**** Source ****
What I don’t get with that… all usages of /tmp I’ve had to deal with are with inter-process communication stuff, so if /tmp is isolated to a process then its utility seems hindered?
Unless people are thinking of a sort of layered file system based off your process tree…. but that gets you into a whole world of pain without the right abstraction
I am, indeed, talking about layering of FS namespaces: that is how Plan9 primarily operates. As for uses of /tmp, you should really use /run instead in most cases.
In Plan 9, you would set up the namespace of your process, e.g. for logins or some system service. You could use ramfs(4) on /tmp (https://9p.io/magic/man2html/4/ramfs), or bind or mount something disk/network-backed. You wouldn’t need a variable to find the temp dir: anyone can put anything at the fixed path /tmp.
With per-user /tmp most reasonable sharing of files/sockets will keep working, without most of the risk.
You wouldn’t need a variable to find the temp dir: anyone can put anything at the fixed path /tmp.
Right, but the /tmp process A sees is not the /tmp process B sees, to my understanding.
With per-user /tmp most reasonable sharing of files/sockets will keep working, without most of the risk.
This is a reasonable stop-gap solution for that problem, but using /tmp for files/sockets is inappropriate in the first place IMO. /tmp is not a great way to share files and in general there are better places for things like named pipes/sockets/etc. and tying their existence to the lifetime of the process group and simplifies the application code because it no longer needs something like an atexit to clean up after itself.
****
Tasks and exercises ->
A. In the thread on /tmp, which directory is recommended instead of /tmp in most cases?
B. List the options that the thread on /tmp gives for providing /tmp when setting up a process namespace in Plan 9.
**** Data segment ****
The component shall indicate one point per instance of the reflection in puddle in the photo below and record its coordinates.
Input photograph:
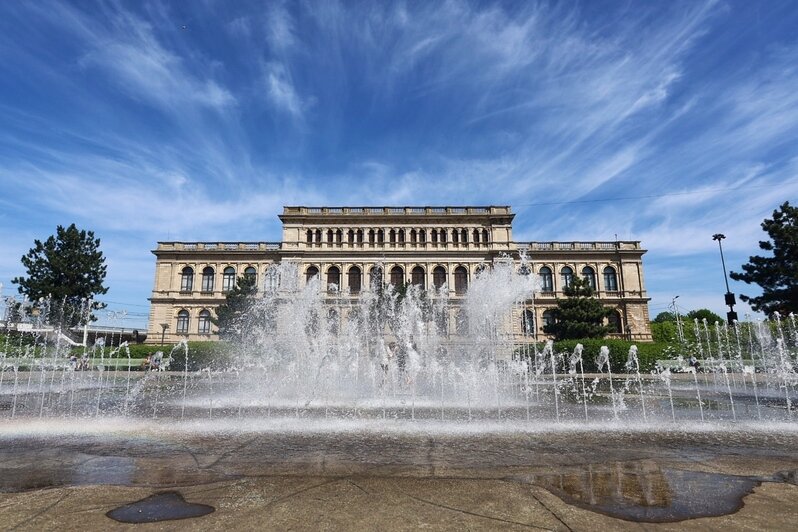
****
Solutions for each task ->
A. /run

B.
- Use ramfs(4) on /tmp.
- Bind something disk- or network-backed.
- Mount something disk- or network-backed.